### BRANO FORNITO
▬▬▬▬▬▬▬▬▬▬

In ossequio alla regola dettata da san Paolo (I Cor. 14, 34), che non consentiva alle donne di parlare nelle assemblee, divenuta poi divieto anche di apprendere la musica e di farsi impiegare come cantanti (Clemente IX), le voci femminili si trovarono bandite dalla musica sacra e anche dai teatri romani per alcuni secoli. Di qui l’impiego, per le voci di soprano, dei ragazzi castrati prima della “muta” della voce e avviati allo studio della musica e del cantos. L’Italia e Napoli, in particolare, furono i luoghi di “produzione” di questi martiri. Nel periodo in cui fioriva la scuola del grande maestro Antonio Porpora (1686-1768), che ebbe come allievi i più celebri tra gli evirati cantori: Farinelli, Caffarelli, Salimbeni, Appiani, Porporino, nella sola Napoli ne venivano “prodotti” varie migliaia all’anno, spinte le famiglie indigenti dal desiderio di alleggerirsi del peso di un figlio e dalla speranza di ricchi profitti. Se il ragazzo “riusciva”, gli si apriva una vita di successi e di ricchezze, ma a tutti gli altri restava una vita grama e la via della prostituzione. Il tutto mentre la pratica era formalmente proibita, da cui i dispositivi di menzogna, che mascheravano come accidentale (cadute, morsi di animali, errori medici, etc.) ciò che era intenzionale.

▬▬▬▬▬▬▬▬▬▬

Righe tratte da un dataset
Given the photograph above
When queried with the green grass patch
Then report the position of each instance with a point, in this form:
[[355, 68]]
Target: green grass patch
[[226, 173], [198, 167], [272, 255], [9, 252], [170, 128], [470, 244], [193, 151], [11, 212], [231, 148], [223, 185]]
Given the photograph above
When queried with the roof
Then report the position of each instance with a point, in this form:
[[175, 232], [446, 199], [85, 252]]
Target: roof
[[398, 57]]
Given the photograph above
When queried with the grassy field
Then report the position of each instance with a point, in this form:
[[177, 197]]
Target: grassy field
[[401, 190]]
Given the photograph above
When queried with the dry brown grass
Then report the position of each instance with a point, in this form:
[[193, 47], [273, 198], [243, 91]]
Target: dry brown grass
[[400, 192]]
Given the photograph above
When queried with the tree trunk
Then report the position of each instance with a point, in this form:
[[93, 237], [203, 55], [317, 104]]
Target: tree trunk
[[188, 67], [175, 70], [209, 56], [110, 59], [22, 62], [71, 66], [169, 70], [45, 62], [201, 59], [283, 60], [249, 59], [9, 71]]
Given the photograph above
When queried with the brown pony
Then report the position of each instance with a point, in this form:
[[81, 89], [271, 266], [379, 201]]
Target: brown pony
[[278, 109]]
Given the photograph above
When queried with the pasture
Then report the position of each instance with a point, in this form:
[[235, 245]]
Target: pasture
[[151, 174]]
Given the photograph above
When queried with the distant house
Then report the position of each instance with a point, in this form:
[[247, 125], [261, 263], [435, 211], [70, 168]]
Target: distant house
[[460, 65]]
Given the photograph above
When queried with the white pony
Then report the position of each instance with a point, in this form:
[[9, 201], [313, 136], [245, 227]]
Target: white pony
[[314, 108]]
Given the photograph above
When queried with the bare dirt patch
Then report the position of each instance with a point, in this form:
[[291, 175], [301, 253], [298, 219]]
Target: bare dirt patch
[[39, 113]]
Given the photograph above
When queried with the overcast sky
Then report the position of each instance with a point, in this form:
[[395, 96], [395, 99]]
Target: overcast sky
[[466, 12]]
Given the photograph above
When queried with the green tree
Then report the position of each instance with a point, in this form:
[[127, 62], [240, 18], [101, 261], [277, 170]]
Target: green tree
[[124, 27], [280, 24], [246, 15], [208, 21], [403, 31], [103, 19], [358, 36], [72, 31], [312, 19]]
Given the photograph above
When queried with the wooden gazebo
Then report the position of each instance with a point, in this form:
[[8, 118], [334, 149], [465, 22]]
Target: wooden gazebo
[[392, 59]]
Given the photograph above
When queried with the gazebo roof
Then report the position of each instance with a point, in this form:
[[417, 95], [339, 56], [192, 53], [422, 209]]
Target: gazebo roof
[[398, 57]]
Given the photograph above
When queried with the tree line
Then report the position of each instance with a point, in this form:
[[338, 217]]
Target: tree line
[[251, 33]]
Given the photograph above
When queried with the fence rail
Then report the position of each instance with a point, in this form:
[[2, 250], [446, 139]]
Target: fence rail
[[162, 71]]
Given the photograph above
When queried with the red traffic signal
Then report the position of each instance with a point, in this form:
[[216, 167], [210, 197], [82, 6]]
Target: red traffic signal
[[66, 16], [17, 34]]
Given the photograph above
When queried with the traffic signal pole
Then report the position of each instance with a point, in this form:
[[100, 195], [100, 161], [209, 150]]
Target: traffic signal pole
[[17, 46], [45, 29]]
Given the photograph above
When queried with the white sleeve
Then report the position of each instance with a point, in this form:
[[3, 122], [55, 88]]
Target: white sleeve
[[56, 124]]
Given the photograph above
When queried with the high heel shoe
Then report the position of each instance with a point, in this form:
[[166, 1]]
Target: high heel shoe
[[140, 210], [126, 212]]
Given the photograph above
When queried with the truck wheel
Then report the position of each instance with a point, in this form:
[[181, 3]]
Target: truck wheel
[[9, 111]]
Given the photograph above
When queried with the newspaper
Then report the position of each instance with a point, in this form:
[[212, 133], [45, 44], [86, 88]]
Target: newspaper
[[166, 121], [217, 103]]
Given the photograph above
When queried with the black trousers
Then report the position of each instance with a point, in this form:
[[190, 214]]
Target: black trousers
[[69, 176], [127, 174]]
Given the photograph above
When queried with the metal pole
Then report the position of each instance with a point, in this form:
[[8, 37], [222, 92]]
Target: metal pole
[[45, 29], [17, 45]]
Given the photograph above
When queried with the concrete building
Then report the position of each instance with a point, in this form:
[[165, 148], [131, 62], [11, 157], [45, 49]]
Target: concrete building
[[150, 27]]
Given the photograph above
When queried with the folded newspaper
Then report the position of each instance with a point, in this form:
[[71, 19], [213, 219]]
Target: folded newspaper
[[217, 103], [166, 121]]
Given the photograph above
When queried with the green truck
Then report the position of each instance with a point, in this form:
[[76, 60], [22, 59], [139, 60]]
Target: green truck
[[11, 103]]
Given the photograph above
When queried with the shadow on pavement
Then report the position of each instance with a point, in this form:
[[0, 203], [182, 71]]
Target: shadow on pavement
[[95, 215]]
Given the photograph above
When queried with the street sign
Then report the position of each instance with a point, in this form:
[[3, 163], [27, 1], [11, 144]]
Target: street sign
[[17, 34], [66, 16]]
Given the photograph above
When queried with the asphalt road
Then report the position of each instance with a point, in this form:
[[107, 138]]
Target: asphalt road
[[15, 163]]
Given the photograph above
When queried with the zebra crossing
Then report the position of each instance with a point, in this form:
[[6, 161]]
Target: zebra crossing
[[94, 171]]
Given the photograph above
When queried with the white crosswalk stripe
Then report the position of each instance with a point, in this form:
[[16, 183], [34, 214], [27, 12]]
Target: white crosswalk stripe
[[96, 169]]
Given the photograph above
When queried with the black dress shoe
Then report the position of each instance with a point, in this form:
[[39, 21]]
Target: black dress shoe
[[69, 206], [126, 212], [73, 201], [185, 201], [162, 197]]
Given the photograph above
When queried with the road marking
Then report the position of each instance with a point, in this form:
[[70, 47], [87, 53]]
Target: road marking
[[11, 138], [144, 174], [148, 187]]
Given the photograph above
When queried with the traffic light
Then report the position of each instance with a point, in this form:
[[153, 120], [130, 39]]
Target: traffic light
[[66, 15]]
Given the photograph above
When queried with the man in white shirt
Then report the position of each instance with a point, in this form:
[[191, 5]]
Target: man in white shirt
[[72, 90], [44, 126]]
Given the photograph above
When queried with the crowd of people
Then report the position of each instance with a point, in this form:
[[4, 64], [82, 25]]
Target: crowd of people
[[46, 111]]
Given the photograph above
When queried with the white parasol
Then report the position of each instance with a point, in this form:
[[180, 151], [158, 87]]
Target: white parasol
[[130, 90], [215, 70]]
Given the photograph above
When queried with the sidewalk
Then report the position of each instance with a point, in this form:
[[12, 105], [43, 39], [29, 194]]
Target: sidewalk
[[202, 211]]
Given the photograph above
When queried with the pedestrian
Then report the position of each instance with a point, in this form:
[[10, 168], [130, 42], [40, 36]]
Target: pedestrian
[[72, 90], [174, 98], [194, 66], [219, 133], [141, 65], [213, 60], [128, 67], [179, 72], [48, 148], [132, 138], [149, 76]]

▬▬▬▬▬▬▬▬▬▬

### METTI IN PRATICA
[A] Nel brano sui cantori evirati, di quale maestro furono allievi Farinelli, Caffarelli, Salimbeni, Appiani e Porporino?
[B] Prosegui il brano sui cantori evirati a partire dalla sua ultima frase.

### RISPOSTE IN ORDINE
[A] Furono allievi di Antonio Porpora (1686-1768).

[B]
Nei confronti di questo canto perduto si è prodotto, nel tempo, un duplice orientamento, a seconda che la voce dei “castrati” sia stata considerata ineguagliabile o, viceversa, solo un insoddisfacente rimpiazzo della voce femminile. La nostalgia di quelle voci che possiamo solo a fatica immaginare (le uniche registrazioni risalgono agli inizi del Novecento, quando l’ultimo “castrato” della Sistina, Alessandro Moreschi, 1856-1922, era ormai avanti con gli anni e le tecniche di registrazione poco evolute) ha fatto sì che vari tenori falsettisti o mezzosoprani-contralti si siano prodotti nel repertorio del barocco, come Aris Christofellis e Philippe Jaroussky o Nella Anfuso e Vivica Genaux. Da ultima, ha affrontato questa sfida Cecilia Bartoli, al sommo della sua carriera, con un risultato inguagliabile (disco dal tit. Sacrificium). Dice ella stessa, in proposito: “Sicuramente è stato un sacrificio affrontare questo repertorio! Una grande sfida per una donna. I castrati avevano voci femminili ma potenti, perché erano pur sempre uomini, con una capacità polmonare e un controllo del fiato assai più estesi. Farinelli cantava venticinque battute senza respirare. I castrati passavano da registri bassi a registri alti facendo salti di quindici note, veri fuochi d'artificio vocali. Insomma, ci ho messo vent'anni a prepararmi tecnicamente per questo disco, che per 80 minuti presenta un repertorio mai inciso prima. E in più, cantando questi pezzi, ho vendicato le povere donne ammutolite dalla Chiesa, alle quali fu rubata all'epoca questa musica”.
Sacricium, nella “Edition de luxe” (pubbl. dalla Decca), ha i due CD accompagnati da un album di 100 pag., con un Compendiun (in ingl., fr., ted.) storico su figure, luoghi e tecniche (musicali e... chirurgiche): irresistibile!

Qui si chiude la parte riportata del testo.